Entries drawn from a collection:
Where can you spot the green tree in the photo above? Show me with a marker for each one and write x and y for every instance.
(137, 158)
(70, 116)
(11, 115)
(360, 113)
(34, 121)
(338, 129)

## What this task involves
Print every one of the records above again, word for word.

## Finished task
Where can you spot the green tree in the photo above? Show me with a marker for each one and write x and y for every instance.
(137, 158)
(70, 116)
(11, 115)
(360, 113)
(34, 121)
(338, 129)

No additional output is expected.